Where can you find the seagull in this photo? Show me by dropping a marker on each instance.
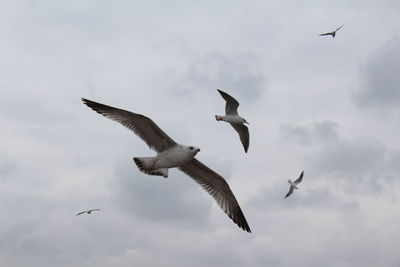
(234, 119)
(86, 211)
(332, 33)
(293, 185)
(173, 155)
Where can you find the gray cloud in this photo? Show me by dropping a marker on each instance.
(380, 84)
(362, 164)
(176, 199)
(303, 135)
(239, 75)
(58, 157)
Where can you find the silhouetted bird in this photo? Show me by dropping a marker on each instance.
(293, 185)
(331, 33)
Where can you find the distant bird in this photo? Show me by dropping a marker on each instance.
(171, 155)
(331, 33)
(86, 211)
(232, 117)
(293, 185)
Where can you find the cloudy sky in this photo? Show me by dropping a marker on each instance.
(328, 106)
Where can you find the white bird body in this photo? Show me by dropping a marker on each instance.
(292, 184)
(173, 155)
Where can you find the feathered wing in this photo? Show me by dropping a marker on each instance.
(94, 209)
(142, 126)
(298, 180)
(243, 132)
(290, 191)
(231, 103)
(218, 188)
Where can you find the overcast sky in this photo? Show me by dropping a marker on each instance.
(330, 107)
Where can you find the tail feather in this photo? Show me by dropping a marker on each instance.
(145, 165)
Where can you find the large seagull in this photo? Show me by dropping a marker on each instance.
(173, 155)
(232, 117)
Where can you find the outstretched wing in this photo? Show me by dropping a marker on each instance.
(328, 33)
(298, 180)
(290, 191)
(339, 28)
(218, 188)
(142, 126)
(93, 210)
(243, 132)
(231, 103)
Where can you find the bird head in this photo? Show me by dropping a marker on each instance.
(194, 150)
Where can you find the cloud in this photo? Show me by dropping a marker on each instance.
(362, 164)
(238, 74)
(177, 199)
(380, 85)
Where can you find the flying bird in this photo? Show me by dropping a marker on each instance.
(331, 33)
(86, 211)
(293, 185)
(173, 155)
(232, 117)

......

**THE TASK:** Dropping every picture, restate the material word for word.

**RESULT FOR THIS TASK:**
Where can you find the seagull in this photo? Show me by dropping a marker on each instance.
(234, 119)
(86, 211)
(332, 33)
(293, 185)
(173, 155)
Where can you find the gray cloud in this photo? Show me by dropping a marker on each instance.
(380, 84)
(362, 164)
(176, 199)
(303, 135)
(239, 75)
(58, 157)
Where can you find the silhouetted bird in this photo? Show me by dropping a marker on each instance.
(293, 185)
(331, 33)
Where can you find the distant bird in this photo? Show me by dropping a marker on each instance.
(171, 155)
(331, 33)
(86, 211)
(232, 117)
(293, 185)
Where can you find the cloudy sky in this photo? Show me by dropping a marker on each instance.
(328, 106)
Where can you find the white bird body in this photo? Show me by dropping a marker on each instance.
(292, 184)
(173, 155)
Where can you find the feathered wing in this photo? Show me by dropping a marker on each instance.
(94, 209)
(142, 126)
(298, 180)
(243, 132)
(290, 191)
(231, 103)
(218, 188)
Where can you find the overcast sky in this photo? Show me by dropping a marker on each instance.
(330, 107)
Where can you find the tail feather in this photo? Show me by dropping a marker on each instance.
(145, 165)
Where can you find the large seagull in this photo? Show me by dropping a marker on each instance.
(173, 155)
(232, 117)
Where can you find the outstretched wing in this photo? Show me by dropping a marker on each instance.
(328, 33)
(298, 180)
(290, 191)
(339, 28)
(218, 188)
(142, 126)
(93, 210)
(243, 132)
(231, 103)
Where can you find the bird head in this photo? Show me by dropping a marker on each instance.
(194, 150)
Where can you find the cloud in this photo? Show me by dropping a marker on each instance.
(362, 164)
(238, 74)
(177, 199)
(380, 85)
Where can you find the flying bird in this photo? Show me by dropping a marker on each instance.
(331, 33)
(86, 211)
(293, 185)
(173, 155)
(232, 117)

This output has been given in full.